──────── Document excerpt

Rachelle Stein-Wotten
Local Journalism Initiative Reporter, Gabriola Sounder
A kilometre off Gabriola Island’s shore are what look like a couple clothing irons bobbing up and down with the waves – or at least that’s what they remind Vicky Scott of.
They’re marbled murrelets, a threatened seabird on Canada’s Pacific coast, and Scott, a birder, has been seeing pairs fishing off Orlebar Point and flying over the island for the past seven years, but recently more often. A bird-watching group led by Scott for Gabriola Land and Trails Trust in early March also had a chance to see the rare birds, which were first designated as threatened in Canada in 1990 and confirmed in 2000 and 2012.
“It’s thrilling, they’re such amazing birds in their hardiness,” Scott said.
Fellow islander Carol McDougall has also sighted the birds starting last June and twice again off of Drumbeg Park as well as several off Valdez and Trial islands, and has posted photos to the citizen science-recording website iNaturalist.
About 28 per cent of the global population of marbled murrelet is found in Canada, around 99,100, according to the most recent recovery strategy for the species published by Environment and Climate Change Canada. Estimates for the East Vancouver Island conservation region of its habitat, in which Gabriola is located, is between 1,000-2,000 and radar counts show a population decline from 2003 to 2011 in the region. Loss of nesting habitat and forest fragmentation are considered high threats as is increased predation risk along forest edges.
Marbled murrelets usually nest on land within 30 km of the sea, so could they be nesting on Gabriola? The BC Species and Ecosystems Explorer does not record any known nest sights on the island, but the nests can be difficult to find, typically located on large, mossy limbs in the canopy of coniferous trees 30 metres and taller as well as on mossy cliff ledges and occasionally on the ground or in old deciduous trees. Marbled murrelets lay a single egg directly into mossy substrate.
Islands Trust Conservancy’s species at risk biologists have also sighted marbled murrelets offshore and flying over Gabriola, according to Erica Wheeler, species at risk program coordinator for ITC. The federal marbled murrelet recovery team has identified an area 75.05 hectares in size on Gabriola as critical habitat for marbled murrelet. It runs through parts of ITC-managed Elder Cedar (S’ul-hween X’pey) Nature Reserve, a privately owned parcel to the south of the reserve, two non-contiguous areas of habitat south of that on provincial land and the western edge of the private parcels to the east of the reserve, according to ITC.

────────────────
──────── Available data

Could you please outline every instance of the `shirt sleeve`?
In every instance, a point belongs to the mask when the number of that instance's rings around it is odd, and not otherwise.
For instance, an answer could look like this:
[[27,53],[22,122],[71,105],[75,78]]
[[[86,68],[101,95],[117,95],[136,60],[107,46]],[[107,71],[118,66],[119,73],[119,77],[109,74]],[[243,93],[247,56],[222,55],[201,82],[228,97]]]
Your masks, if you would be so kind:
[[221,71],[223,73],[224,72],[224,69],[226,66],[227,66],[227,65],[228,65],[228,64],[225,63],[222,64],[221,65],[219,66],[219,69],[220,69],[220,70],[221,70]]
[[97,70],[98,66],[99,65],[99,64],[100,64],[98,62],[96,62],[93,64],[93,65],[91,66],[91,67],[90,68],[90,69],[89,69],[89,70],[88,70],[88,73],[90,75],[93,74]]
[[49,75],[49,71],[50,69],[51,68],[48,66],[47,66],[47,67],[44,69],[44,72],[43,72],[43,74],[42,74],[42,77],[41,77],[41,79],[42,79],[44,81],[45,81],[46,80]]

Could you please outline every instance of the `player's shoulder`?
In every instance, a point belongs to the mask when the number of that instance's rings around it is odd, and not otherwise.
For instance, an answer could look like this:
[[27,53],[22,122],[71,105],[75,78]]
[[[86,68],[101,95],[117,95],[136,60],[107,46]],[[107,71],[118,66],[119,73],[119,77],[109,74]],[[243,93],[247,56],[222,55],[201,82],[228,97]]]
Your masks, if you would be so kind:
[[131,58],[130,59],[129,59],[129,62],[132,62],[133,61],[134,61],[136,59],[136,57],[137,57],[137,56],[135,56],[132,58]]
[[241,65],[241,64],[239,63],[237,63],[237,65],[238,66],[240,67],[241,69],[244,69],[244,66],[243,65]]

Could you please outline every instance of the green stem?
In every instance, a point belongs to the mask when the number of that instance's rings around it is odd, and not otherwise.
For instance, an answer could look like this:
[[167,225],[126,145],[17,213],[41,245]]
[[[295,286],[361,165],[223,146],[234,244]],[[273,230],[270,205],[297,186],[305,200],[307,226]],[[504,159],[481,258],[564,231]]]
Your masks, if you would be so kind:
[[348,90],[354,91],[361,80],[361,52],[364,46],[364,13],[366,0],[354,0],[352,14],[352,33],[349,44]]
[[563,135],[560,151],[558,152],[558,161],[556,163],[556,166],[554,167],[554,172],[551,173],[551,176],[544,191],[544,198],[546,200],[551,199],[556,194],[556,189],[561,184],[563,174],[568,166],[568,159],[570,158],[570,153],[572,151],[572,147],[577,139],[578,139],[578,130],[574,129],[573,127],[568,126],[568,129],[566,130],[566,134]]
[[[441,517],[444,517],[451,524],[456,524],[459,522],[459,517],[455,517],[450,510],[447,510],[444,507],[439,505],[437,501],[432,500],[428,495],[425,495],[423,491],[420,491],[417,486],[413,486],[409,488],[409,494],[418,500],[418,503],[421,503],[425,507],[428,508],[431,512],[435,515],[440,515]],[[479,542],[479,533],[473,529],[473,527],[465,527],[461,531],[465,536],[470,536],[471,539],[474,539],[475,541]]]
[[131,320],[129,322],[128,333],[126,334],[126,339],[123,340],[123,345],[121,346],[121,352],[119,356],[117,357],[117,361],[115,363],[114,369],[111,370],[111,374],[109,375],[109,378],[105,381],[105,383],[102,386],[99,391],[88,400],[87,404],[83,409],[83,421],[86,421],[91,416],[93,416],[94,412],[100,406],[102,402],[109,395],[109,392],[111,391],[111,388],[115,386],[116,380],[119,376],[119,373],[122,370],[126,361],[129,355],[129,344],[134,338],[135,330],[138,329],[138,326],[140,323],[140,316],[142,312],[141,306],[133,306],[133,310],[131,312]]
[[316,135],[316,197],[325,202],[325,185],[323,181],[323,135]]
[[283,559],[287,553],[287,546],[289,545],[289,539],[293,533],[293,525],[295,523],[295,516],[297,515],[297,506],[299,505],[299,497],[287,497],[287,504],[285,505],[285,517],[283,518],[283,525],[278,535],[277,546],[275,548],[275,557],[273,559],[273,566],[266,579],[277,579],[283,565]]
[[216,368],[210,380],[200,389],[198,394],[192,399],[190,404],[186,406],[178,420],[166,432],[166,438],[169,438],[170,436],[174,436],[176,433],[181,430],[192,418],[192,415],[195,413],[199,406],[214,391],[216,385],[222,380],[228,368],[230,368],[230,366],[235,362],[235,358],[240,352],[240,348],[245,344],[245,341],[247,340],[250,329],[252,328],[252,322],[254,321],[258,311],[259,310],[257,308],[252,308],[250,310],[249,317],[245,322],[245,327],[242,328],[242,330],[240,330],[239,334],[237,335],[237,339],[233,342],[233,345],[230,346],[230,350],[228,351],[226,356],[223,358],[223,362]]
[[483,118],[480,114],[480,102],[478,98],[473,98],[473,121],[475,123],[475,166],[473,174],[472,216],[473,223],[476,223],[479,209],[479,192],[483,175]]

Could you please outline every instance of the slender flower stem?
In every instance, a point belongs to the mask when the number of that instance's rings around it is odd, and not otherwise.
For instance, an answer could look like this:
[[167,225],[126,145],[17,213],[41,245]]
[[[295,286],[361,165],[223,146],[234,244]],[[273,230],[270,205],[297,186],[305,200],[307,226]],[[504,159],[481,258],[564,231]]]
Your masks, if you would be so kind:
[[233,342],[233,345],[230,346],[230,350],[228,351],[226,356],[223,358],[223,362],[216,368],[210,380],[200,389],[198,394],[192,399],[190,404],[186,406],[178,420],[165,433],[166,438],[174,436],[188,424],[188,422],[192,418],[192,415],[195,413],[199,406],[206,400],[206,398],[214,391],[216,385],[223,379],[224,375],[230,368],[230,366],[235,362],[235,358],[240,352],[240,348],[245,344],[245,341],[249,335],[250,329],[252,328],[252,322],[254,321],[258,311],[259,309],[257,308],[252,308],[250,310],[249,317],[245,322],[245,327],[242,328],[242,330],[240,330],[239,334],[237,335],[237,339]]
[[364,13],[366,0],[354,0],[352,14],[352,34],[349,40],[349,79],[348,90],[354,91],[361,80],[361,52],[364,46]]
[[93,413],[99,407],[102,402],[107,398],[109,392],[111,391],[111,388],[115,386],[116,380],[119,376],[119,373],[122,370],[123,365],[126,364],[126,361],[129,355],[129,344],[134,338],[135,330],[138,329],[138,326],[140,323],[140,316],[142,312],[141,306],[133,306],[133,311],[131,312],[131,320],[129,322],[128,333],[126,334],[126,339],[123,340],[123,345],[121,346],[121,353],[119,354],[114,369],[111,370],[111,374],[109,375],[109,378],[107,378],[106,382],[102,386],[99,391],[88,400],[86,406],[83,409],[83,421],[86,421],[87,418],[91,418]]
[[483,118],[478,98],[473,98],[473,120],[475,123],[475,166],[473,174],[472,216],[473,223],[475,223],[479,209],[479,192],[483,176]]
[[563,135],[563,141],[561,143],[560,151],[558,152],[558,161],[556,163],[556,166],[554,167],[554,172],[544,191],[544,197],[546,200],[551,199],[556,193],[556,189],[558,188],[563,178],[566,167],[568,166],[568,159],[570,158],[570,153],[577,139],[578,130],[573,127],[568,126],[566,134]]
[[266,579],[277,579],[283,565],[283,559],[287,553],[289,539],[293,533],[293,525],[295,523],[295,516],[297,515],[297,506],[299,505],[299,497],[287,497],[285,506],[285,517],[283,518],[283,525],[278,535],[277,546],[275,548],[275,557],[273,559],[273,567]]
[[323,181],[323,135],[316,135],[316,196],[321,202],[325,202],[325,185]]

────────────────

=== Requirement ===
Please extend the marbled murrelet article, starting right after its final sentence. The records come from a different source than the marbled murrelet article.

=== Expected answer ===
Maps from the recovery strategy show no other terrestrial critical habitat in the Islands Trust Area for the bird.
While ITC’s 2021 management plan for the nature reserve indicates the presence of suitable trees to support nest-platforms, currently no work is underway related to marbled murrelets, Wheeler said, but with the federally funded species at risk program, now in its fourth year, that could change.
“We’ve been mostly spending the last couple years where there is clear evidence of species at risk on the lands that the conservancy manages,” Wheeler said. “If it is a case that there are more and more sightings happening locally, I think that would be something we would consider if we could play a role,” with work guided by the recovery strategy under the Species at Risk Act.
Achieving recovery goals for the marbled murrelet, which the recovery strategy describes as the decline of population and nesting habitat to have halted by 2032 and stabilized above 70 per cent of 2002 levels, requires conserving suitable nesting habitat as well as marine habitat to support all life stages of the birds.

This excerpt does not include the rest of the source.